Exercise directions: With the line containing "box: [228, 35, 328, 78]" as the first line and the last line of the records as the final one, reproduce that range exactly.

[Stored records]

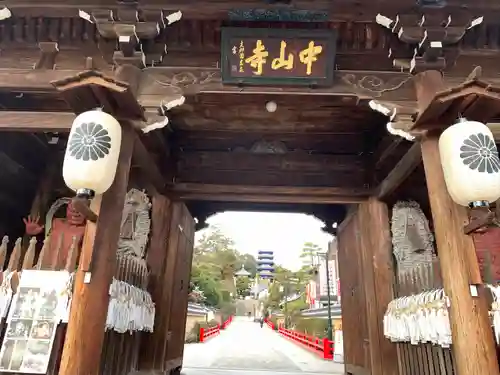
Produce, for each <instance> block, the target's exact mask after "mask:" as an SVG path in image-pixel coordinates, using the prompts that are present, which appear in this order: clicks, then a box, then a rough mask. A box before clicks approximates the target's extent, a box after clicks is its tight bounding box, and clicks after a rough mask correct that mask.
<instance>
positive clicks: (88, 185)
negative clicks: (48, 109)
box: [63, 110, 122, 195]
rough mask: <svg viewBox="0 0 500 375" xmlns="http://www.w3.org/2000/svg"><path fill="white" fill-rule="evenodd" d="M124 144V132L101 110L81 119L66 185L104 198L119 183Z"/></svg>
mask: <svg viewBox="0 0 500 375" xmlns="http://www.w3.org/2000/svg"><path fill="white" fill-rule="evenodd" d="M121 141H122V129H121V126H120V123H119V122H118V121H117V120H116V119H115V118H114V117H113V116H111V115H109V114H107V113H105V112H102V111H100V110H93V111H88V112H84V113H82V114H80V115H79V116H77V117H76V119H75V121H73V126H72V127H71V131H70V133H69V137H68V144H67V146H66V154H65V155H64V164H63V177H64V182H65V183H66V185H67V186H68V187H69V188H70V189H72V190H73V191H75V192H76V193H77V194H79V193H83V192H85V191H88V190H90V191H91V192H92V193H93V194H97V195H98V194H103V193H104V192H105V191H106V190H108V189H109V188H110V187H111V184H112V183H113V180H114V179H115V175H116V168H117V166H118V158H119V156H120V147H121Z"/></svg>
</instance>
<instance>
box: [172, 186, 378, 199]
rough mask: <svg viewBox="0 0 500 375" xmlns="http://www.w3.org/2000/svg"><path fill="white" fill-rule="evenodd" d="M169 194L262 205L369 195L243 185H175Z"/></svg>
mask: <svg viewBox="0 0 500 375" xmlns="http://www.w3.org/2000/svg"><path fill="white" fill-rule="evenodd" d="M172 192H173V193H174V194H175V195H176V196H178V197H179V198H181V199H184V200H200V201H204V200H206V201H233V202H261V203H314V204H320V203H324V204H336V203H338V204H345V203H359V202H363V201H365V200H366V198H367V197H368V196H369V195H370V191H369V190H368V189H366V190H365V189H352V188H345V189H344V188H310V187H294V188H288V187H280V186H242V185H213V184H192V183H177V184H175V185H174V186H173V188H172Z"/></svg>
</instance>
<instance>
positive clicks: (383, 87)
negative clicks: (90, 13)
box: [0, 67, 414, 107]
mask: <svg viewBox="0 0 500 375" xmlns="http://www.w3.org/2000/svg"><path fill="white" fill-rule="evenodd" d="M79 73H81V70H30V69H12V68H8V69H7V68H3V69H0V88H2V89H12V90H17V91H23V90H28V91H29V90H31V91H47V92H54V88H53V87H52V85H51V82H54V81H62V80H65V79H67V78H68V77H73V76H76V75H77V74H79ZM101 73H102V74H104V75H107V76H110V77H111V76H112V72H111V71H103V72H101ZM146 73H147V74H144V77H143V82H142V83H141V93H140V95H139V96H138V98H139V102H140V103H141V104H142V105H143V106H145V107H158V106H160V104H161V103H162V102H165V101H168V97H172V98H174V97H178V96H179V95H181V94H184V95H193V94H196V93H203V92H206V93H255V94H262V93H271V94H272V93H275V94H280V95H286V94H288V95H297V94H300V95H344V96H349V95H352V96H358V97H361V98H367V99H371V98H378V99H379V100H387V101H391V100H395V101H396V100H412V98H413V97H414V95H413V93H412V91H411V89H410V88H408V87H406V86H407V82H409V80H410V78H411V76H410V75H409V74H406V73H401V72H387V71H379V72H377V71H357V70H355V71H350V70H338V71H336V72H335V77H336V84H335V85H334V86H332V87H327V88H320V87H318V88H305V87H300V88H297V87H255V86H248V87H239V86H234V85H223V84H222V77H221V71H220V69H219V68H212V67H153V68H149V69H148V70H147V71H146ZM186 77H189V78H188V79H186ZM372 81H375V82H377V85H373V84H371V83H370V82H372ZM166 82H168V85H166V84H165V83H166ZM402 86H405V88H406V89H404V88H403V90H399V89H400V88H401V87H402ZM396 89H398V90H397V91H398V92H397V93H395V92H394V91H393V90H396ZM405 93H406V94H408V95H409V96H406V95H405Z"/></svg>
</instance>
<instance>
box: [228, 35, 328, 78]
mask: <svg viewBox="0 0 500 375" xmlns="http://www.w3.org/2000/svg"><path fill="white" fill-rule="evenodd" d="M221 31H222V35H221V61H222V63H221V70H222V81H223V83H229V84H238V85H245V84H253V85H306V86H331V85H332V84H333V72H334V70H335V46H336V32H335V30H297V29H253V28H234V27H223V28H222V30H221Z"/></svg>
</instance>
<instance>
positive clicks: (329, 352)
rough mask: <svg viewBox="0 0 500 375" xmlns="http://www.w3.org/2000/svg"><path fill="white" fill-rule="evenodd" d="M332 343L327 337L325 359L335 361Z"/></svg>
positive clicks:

The answer:
box: [228, 35, 328, 78]
mask: <svg viewBox="0 0 500 375" xmlns="http://www.w3.org/2000/svg"><path fill="white" fill-rule="evenodd" d="M221 31H222V35H221V61H222V63H221V70H222V81H223V83H229V84H238V85H245V84H253V85H306V86H331V85H332V84H333V72H334V70H335V46H336V32H335V30H297V29H253V28H234V27H223V28H222V30H221Z"/></svg>
</instance>
<instance>
positive clicks: (329, 352)
rough mask: <svg viewBox="0 0 500 375" xmlns="http://www.w3.org/2000/svg"><path fill="white" fill-rule="evenodd" d="M332 343L327 337L325 359L335 361Z"/></svg>
positive clicks:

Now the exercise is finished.